### Task inputs

•••••

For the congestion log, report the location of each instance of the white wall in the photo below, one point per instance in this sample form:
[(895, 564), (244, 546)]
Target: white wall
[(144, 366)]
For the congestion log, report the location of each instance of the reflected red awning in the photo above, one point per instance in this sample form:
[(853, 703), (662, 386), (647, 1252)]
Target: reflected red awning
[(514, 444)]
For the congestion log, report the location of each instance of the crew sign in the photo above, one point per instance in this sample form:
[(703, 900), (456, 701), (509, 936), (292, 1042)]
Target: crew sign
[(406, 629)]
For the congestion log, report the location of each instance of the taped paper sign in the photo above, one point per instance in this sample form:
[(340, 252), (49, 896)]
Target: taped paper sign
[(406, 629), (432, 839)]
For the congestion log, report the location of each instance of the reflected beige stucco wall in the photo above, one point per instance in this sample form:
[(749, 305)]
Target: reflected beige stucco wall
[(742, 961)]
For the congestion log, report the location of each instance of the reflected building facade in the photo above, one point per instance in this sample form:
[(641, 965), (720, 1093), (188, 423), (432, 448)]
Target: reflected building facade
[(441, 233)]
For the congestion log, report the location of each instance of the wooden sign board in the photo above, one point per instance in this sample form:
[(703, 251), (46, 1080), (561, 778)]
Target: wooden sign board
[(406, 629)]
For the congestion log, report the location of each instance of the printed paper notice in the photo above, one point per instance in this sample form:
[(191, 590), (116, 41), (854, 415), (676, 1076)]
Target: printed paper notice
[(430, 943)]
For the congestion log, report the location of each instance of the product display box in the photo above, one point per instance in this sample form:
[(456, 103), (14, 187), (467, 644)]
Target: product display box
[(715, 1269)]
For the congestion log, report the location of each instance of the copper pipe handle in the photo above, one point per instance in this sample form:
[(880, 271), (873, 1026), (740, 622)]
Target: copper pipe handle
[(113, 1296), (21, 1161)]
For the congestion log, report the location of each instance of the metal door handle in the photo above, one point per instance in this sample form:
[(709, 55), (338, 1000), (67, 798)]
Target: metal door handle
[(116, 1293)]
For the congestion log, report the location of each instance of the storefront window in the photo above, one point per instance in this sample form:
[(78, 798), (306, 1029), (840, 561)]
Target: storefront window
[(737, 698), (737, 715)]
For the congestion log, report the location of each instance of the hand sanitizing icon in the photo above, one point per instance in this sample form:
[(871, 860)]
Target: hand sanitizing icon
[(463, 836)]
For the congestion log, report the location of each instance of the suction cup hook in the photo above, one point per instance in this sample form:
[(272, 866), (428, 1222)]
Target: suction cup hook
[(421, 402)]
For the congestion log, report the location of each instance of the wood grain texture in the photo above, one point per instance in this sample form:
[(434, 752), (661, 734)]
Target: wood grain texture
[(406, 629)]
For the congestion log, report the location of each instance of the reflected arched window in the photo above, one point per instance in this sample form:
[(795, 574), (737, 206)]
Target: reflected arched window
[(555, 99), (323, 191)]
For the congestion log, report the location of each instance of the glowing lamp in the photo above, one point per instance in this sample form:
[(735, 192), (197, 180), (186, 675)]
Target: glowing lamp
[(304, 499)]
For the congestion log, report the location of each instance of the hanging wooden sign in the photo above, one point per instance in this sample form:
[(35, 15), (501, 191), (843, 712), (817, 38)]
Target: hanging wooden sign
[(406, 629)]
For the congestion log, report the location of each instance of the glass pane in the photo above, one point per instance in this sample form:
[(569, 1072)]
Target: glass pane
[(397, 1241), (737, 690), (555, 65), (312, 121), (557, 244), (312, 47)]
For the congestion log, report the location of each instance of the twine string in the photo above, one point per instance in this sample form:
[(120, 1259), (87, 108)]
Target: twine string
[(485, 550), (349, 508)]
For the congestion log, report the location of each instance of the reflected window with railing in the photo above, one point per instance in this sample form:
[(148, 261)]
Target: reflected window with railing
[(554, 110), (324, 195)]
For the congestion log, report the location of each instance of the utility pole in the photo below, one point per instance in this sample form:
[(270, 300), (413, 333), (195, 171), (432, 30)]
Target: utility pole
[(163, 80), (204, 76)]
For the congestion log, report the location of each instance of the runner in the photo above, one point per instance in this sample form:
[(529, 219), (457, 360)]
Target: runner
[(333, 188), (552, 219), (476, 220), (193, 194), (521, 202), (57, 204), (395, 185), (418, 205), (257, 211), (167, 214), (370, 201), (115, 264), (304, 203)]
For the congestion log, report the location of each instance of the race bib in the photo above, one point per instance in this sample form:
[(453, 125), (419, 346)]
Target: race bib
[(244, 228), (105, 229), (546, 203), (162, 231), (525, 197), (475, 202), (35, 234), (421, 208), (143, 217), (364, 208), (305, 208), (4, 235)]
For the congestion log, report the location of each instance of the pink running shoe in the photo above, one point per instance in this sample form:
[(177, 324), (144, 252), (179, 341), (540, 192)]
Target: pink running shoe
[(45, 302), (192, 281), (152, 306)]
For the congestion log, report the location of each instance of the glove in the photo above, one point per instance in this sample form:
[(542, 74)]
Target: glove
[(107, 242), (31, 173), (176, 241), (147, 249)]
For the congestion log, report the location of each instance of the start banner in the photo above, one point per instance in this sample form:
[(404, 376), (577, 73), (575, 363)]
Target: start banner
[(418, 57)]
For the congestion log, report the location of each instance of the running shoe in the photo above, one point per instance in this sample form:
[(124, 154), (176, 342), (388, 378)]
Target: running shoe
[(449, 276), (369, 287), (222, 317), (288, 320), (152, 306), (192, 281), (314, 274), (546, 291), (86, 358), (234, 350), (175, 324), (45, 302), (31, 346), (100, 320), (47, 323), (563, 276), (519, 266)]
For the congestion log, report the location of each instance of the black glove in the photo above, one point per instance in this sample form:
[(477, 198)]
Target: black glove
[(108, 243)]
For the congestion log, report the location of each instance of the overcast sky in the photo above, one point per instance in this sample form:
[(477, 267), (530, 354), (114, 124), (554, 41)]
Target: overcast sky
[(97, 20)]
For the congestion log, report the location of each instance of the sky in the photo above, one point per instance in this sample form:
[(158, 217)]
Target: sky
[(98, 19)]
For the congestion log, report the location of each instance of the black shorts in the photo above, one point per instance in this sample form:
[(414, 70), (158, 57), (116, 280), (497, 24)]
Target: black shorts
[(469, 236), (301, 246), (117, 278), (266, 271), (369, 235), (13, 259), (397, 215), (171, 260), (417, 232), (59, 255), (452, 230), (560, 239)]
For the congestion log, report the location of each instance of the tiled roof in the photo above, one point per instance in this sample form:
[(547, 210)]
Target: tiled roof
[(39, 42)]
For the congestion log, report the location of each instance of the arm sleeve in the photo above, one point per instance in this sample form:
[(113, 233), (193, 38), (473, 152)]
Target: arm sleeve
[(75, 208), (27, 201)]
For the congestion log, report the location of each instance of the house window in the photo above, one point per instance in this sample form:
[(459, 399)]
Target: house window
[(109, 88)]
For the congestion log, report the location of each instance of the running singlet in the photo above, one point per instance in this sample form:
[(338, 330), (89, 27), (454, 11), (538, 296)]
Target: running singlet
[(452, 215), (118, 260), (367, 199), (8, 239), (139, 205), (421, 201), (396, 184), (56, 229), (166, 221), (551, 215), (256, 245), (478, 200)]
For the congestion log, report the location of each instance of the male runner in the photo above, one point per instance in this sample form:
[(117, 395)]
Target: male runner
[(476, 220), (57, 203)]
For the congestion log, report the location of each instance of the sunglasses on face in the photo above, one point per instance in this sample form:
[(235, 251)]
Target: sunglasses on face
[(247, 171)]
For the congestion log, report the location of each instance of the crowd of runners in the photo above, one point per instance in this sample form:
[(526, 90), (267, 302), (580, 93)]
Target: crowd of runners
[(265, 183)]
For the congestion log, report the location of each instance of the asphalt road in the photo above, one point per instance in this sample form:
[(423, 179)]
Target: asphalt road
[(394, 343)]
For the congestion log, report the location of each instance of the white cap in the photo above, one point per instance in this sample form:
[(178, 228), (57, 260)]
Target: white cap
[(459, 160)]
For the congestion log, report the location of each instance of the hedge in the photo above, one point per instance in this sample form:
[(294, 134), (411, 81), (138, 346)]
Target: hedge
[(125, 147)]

•••••

### Given problem
Copy out the lines from the very first one through the line with "[(514, 444)]", both included.

### Written reply
For the congestion log, report the location of each instance of the white wall in the photo below, one point per instance in this sample form:
[(895, 564), (244, 546)]
Target: white wall
[(144, 366)]
For the congestion log, report the location of each instance of the reflected red awning in the photo above, one point per instance in this sample form:
[(853, 703), (662, 386), (647, 1252)]
Target: reflected red awning
[(514, 444)]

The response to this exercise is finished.